This morning, the Commerce Department published the much-awaited first look at US second-quarter GDP. You’re going to hear in the news that the recession is officially over, because the economy is reported to have shrunk in Q2 at a 1.0 percent annual rate. This compares with 6.4% in the first quarter. The report also includes a large downward revision to the Q1 number, as well as downgrades to consumer spending statistics for 2008.
Exactly what does it mean to say that the economy shrank by 1.0 percent in Q2? It’s a comparison of the value of the nation’s economic output between Q1 and Q2, expressed as an annualized percentage. The economy got smaller in Q2 compared to Q1, but at a much slower rate than it had declined in Q1 from Q4 ’08. There’s a limit to how far you can keep declining. The economy is no longer in free-fall.

__Objective__: Return the passage on the second-quarter GDP report word for word, between "Exactly what does" and "longer in free-fall.", inclusive.

(Entries from a data source)
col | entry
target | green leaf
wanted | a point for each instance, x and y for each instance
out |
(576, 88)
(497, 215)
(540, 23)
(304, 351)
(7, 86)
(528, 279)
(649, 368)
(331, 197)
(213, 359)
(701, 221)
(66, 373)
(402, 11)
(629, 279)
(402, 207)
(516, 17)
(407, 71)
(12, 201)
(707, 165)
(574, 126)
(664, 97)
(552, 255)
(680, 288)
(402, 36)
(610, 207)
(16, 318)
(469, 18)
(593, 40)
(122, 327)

__Response for this exercise__:
Exactly what does it mean to say that the economy shrank by 1.0 percent in Q2? It’s a comparison of the value of the nation’s economic output between Q1 and Q2, expressed as an annualized percentage. The economy got smaller in Q2 compared to Q1, but at a much slower rate than it had declined in Q1 from Q4 ’08. There’s a limit to how far you can keep declining. The economy is no longer in free-fall.